Network operations performance optimization

The TURN Server performance very significantly depends on how efficiently the operational system handles the TCP/IP stack operations. Performance optimization may be achieved by combination of several approaches:

### High-end NICs with RSS feature (Receive-side scaling). ###

If you have nice expensive NICs with optimal drivers, then you can turn ON the RSS feature, and that will help to distribute the network load among multiple CPUs. The TURN server is inherently multi-threaded application that was designed to utilize multiple CPUs. But the network packet receiving kernel process may become a bottleneck. RSS is a way to overcome that bottleneck.

See also the next section.

### "Software RSS" : Receive Packet Steering (RPS). ###

If your network card does not support RSS, then your can use an OS that emulates that functionality in software, for example recent versions of BSD and Linux. Read the documentation on your OS to find out how to turn ON RSS and RPS. General description what RSS and RPS are can be found here:

Scaling in the Linux Networking Stack

### Load balancing among multiple systems. ###

This is the best and most efficient performance tuning approach. It allows near-linear performance improvement - proportional to the number of available systems; virtually unlimited scalability can be achieved.

Information supplied ->
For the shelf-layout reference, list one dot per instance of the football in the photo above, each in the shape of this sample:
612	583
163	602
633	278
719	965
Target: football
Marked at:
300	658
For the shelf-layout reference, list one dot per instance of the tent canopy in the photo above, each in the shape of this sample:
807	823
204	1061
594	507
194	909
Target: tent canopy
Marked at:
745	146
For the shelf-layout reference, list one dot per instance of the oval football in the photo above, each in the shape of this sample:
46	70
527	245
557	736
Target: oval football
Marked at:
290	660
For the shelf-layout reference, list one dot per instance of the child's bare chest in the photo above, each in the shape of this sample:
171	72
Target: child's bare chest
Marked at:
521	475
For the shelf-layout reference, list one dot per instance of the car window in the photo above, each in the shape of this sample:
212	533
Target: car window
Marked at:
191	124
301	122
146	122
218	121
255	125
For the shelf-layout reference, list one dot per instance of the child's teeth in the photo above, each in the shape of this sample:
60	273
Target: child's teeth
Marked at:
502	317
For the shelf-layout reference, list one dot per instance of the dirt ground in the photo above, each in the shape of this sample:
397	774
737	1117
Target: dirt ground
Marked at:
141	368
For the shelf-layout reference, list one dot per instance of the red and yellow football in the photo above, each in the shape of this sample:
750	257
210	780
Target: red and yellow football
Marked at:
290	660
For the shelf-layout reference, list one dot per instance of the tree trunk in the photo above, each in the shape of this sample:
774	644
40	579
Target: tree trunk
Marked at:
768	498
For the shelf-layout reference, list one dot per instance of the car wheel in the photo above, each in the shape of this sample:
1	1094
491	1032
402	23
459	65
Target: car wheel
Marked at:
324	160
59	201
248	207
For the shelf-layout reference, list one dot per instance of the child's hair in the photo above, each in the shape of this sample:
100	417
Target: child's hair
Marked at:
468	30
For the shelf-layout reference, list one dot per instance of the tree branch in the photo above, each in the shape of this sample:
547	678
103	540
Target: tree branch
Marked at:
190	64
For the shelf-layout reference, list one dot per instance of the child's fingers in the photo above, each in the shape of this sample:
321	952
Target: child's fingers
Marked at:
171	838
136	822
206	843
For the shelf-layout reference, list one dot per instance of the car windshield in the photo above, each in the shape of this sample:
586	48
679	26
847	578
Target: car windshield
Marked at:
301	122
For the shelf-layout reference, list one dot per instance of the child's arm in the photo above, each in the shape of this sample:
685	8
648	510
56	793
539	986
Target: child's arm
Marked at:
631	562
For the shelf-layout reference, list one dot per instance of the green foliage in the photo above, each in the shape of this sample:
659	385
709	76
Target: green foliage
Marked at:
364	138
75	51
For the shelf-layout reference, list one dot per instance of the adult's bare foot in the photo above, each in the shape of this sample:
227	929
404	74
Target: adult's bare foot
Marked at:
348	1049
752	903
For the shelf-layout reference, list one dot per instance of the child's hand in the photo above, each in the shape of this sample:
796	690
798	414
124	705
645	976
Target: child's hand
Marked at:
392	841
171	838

Problems to work on ->
1. Answer these questions from the TURN performance text:
(a) Among what does turning on RSS help distribute the network load?
(b) Which operating systems are given as examples that emulate RSS in software?
(c) Which approach is called the best and most efficient performance tuning approach?
2. Please write out the TURN performance text word for word, from "This is the" to "can be achieved.".
3. Sum up the TURN performance text in two sentences.

Expected results ->
1.
(a) Among multiple CPUs.
(b) Recent versions of BSD and Linux.
(c) Load balancing among multiple systems.

2.
This is the best and most efficient performance tuning approach. It allows near-linear performance improvement - proportional to the number of available systems; virtually unlimited scalability can be achieved.

3. TURN Server performance depends heavily on how efficiently the operating system handles TCP/IP stack operations, and RSS on high-end NICs, or RPS emulated in software by some operating systems, spreads the network load among multiple CPUs to relieve the packet-receiving bottleneck. Load balancing among multiple systems is the best approach, giving near-linear improvement with the number of systems and virtually unlimited scalability.